### Cosa farai
(a) Elenca, nell'ordine in cui compaiono, tutti i numeri presenti nel brano sulla Libia e sulla spesa militare italiana.
(b) Riprendi il brano sulla Libia e sulla spesa militare italiana e proseguilo a partire dall'ultima frase riportata.

### Brano di testo
========
Il nuovo governo libico è interessato agli elicotteri di Leonardo. Secondo l’agenzia Nova, “il progetto industriale includerebbe l’assemblaggio di elicotteri italiani per operazioni legate alla sorveglianza del territorio e al trasporto civile d’emergenza nelle aree interne. I libici stanno da tempo cercando di dotarsi di elicotteri per operazioni di ricerca e soccorso (Sar) e di sorveglianza”.
La ricostruzione, i contratti in Libia sono sostenuti dall’interventismo militare dell’Italia imperialista.
La borghesia imperialista italiana, ora con Draghi, punta a recuperare le posizioni di dominio perdute in Libia, più che mai centrale nella geopolitica del Mediterraneo allargato, per un rinnovato interventismo a livello internazionale accompagnato dalla corsa al riarmo che non ha conosciuto soste neanche in piena pandemia, anzi, le aziende della Difesa italiana hanno aumentato i loro profitti, Leonardo e Fimmeccanica su tutte. Dal Recovery Fund si parla di 30 miliardi da destinare all'industria militare. Il ministro Guerini ha confermato l'impegno dell'Italia ad aumentare la spesa militare (in termini reali) da 26 a 36 miliardi di euro annui, aggiungendo agli stanziamenti della Difesa quelli destinati a fini militari dal Ministero dello sviluppo economico. Inoltre l'Italia si è impegnata, nella Nato, a destinare almeno il 20% della spesa militare all'acquisto di nuovi armamenti. Il tutto, ovviamente, con denaro pubblico sottratto ai lavoratori e alle masse e non di certo alle 42 le missioni militari a cui partecipa l’Italia imperialista.
========
### Record forniti
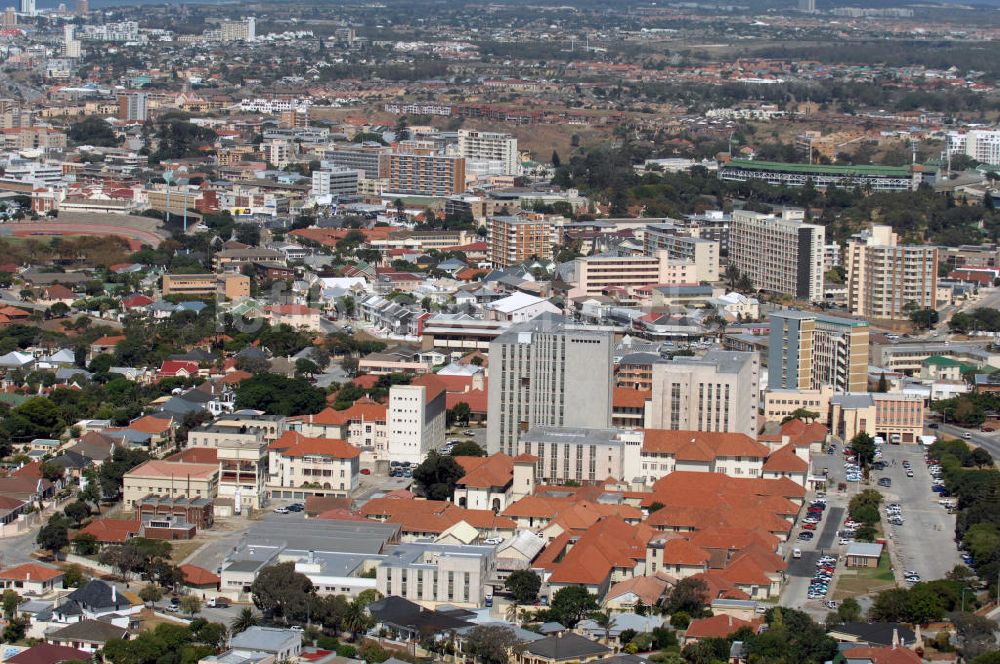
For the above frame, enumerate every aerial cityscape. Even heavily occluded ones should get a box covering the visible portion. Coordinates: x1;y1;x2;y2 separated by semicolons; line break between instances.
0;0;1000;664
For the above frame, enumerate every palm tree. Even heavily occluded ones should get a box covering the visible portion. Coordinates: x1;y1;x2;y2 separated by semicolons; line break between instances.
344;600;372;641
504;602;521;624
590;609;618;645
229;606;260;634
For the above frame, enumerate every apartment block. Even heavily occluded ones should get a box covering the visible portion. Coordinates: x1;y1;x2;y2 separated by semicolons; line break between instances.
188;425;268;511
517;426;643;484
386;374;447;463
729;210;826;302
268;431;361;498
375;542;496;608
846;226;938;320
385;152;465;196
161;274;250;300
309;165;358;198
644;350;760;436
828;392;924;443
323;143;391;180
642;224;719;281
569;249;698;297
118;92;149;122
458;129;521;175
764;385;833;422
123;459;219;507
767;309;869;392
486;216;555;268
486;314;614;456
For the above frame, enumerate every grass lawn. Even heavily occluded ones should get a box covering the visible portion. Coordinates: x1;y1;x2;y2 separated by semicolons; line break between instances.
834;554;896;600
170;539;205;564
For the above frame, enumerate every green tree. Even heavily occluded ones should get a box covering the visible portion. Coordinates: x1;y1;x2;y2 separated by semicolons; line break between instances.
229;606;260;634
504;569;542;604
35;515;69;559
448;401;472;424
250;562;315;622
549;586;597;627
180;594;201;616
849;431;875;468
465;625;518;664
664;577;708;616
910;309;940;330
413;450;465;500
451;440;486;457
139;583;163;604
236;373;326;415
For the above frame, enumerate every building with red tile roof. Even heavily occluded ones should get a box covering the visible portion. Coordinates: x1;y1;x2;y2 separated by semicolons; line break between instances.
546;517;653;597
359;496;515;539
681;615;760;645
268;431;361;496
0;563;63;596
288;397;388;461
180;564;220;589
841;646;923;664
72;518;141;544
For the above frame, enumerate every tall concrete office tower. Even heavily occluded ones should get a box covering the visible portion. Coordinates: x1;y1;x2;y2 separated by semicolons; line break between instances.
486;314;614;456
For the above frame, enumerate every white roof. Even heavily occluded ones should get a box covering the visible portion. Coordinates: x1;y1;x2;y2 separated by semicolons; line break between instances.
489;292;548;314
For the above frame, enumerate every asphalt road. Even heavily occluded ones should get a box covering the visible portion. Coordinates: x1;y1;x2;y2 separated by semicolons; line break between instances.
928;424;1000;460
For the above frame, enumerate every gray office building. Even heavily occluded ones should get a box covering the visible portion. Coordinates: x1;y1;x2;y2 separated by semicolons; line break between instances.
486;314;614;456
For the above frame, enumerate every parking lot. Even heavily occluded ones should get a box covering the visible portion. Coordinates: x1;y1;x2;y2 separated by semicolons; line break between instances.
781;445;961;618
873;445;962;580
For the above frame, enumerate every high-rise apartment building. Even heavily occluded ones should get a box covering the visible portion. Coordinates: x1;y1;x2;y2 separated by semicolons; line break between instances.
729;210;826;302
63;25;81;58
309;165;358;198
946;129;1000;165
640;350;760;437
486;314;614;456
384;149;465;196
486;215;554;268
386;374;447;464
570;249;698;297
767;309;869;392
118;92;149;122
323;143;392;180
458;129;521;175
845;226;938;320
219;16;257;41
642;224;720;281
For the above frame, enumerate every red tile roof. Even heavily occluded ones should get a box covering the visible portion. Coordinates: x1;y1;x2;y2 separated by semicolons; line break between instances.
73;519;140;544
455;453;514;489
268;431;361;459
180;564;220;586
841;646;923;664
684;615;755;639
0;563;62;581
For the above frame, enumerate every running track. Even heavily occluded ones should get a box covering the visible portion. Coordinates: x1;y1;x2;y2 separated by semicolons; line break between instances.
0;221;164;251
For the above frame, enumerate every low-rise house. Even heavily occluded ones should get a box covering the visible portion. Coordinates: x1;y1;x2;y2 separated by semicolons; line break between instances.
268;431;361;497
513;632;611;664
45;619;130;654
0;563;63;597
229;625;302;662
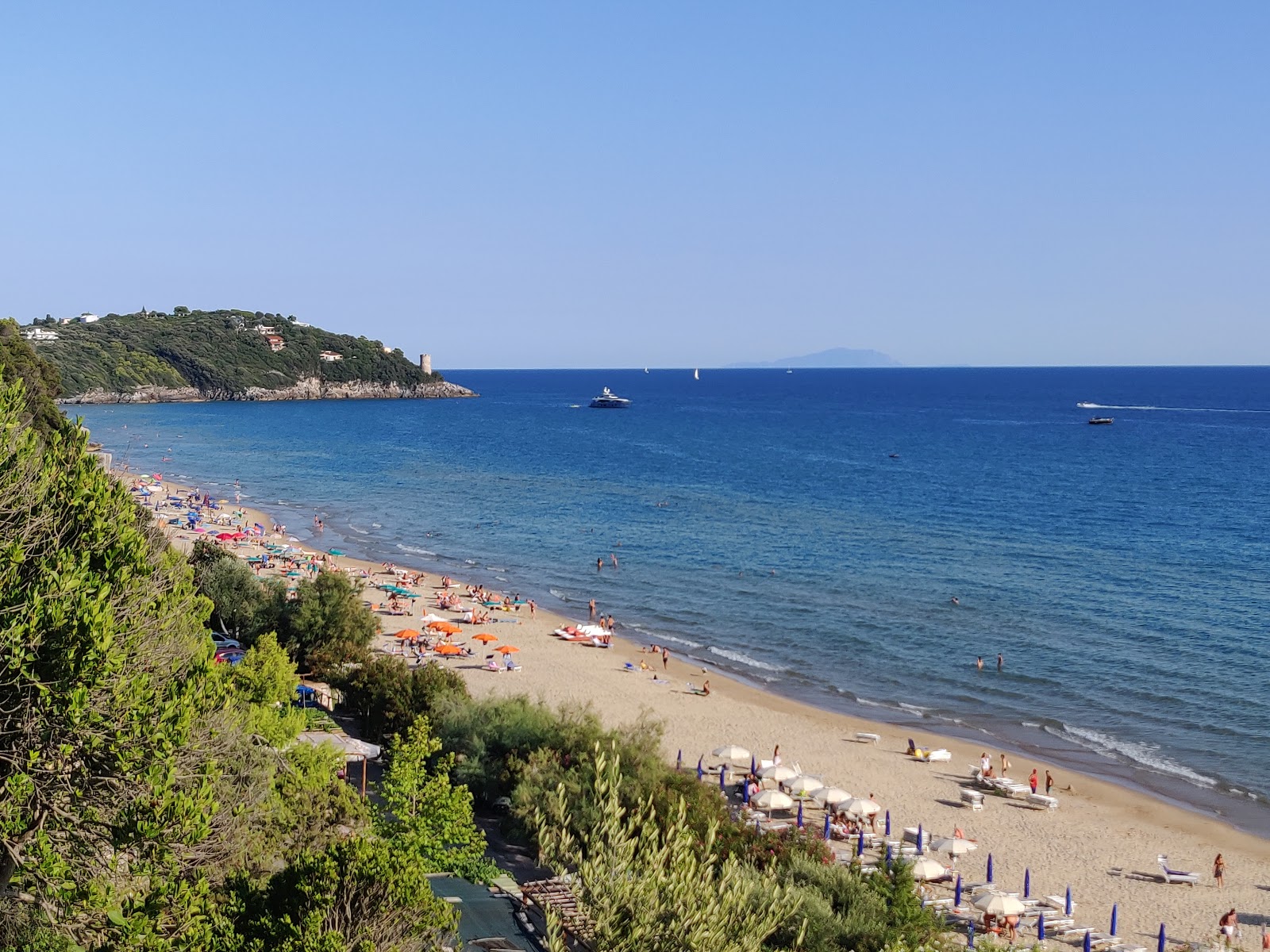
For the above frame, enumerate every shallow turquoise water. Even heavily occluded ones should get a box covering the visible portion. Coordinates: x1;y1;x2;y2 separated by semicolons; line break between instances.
========
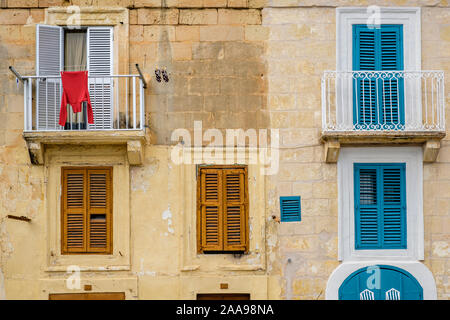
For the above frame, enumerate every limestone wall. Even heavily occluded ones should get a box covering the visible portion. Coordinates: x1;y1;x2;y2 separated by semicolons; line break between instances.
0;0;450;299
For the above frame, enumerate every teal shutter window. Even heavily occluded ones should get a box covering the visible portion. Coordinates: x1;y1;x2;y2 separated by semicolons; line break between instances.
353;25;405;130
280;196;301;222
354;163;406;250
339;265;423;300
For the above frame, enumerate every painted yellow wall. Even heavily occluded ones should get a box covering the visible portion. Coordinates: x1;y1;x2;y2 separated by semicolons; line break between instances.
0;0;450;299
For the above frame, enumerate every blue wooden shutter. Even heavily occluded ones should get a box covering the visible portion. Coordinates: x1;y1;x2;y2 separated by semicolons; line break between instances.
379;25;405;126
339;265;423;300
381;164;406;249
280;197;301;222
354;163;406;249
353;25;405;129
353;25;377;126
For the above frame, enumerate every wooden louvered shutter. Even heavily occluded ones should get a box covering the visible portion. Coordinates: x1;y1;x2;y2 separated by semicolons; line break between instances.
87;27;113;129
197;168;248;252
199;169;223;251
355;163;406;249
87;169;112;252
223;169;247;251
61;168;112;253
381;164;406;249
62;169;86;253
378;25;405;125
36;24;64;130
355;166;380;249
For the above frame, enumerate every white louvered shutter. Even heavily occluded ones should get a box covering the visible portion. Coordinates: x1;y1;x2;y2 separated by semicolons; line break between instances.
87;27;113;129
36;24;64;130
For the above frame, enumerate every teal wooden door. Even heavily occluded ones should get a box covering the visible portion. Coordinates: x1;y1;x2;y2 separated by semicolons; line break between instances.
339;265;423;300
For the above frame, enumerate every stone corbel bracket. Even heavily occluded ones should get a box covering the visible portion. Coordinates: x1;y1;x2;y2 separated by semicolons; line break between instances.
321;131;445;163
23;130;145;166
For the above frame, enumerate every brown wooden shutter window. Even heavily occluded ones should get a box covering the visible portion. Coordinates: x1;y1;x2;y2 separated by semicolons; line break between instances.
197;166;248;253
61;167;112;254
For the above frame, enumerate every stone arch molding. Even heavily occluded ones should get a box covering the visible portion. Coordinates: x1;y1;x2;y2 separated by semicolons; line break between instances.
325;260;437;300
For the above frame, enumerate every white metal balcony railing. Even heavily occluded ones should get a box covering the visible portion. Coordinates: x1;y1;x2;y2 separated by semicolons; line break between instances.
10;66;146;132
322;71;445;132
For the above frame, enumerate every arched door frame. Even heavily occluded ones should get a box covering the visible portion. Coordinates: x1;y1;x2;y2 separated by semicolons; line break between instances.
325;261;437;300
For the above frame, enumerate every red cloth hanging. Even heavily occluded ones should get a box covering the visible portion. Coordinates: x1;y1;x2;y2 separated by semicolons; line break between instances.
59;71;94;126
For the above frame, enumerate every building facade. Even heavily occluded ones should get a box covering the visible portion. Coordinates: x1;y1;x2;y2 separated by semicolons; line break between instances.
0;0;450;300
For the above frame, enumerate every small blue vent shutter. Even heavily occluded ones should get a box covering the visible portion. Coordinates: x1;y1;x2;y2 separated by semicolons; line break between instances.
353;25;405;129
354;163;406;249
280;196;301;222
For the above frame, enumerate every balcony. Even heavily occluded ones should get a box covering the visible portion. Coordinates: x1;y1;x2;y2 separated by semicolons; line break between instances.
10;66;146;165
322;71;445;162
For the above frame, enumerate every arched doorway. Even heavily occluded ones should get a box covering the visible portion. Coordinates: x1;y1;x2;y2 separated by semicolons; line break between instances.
========
### Risposte in ordine
(a) 30 miliardi; 26; 36 miliardi di euro; 20%; 42

(b)
La presidenza del G20 e la co-presidenza della COP26 (la conferenza delle Nazioni Unite sul cambiamento climatico) rafforzeranno il protagonismo dell’Italia imperialista nei forum internazionali.
Non ci sarà mai una pace e una sicurezza per i popoli oppressi finchè esisterà l’imperialismo che, per quello che riguarda l’Italia, significa mettere le mani sul petrolio, non ostacolare, anzi difendere, i profitti di ENI e delle altre aziende italiane implicate nella ricostruzione. La crisi economica accelerata dalla pandemia ha compattato i padroni e la grande finanza, il parlamento e i confederali (CGIL in particolare) intorno a Draghi che non può trovare altra soluzione se non quella di scaricarle sulle masse e si spingeranno sempre di più nella spartizione del mondo e nella rapina imperialista delle materie prime.
Attaccare il nostro imperialismo è il nostro principale dovere, dobbiamo portare la denuncia e la lotta tra le masse contro i governi e oggi contro il governo Draghi dell’interventismo imperialista, corresponsabile della repressione e delle violenze nei lager libici, dei respingimenti antimmigrati e del finanziamento alla guardia costiera libica, gli stessi che sono allo stesso tempo torturatori e aguzzini nei lager e mercenari a difesa delle rotte del petrolio e del suo contrabbando gestito assieme alla criminalità che opera in Sicilia.